**Your goal**
Please count the lines in the items below that contain the string "wheat". Case counts, so give only the number.

**Input**
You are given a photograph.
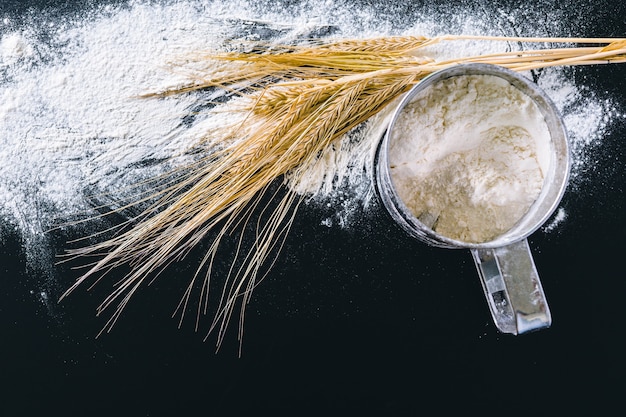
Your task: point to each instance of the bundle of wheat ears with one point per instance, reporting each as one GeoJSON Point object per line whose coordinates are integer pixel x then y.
{"type": "Point", "coordinates": [294, 102]}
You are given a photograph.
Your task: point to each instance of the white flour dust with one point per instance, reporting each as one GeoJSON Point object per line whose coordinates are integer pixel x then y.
{"type": "Point", "coordinates": [468, 156]}
{"type": "Point", "coordinates": [71, 125]}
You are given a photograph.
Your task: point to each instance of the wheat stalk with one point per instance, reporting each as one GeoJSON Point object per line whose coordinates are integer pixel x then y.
{"type": "Point", "coordinates": [294, 101]}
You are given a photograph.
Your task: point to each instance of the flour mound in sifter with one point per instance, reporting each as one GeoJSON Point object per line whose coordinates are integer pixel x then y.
{"type": "Point", "coordinates": [469, 155]}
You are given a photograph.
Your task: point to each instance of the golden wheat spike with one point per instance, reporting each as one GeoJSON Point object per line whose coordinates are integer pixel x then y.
{"type": "Point", "coordinates": [295, 101]}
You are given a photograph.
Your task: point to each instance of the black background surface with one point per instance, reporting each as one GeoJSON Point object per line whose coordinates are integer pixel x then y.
{"type": "Point", "coordinates": [360, 321]}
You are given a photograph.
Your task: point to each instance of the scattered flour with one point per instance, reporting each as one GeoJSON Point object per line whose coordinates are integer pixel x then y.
{"type": "Point", "coordinates": [468, 156]}
{"type": "Point", "coordinates": [70, 124]}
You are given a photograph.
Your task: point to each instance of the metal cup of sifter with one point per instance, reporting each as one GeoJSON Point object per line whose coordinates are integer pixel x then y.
{"type": "Point", "coordinates": [505, 265]}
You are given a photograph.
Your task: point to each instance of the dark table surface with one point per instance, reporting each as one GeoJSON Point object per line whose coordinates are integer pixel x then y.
{"type": "Point", "coordinates": [359, 320]}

**Exercise result**
3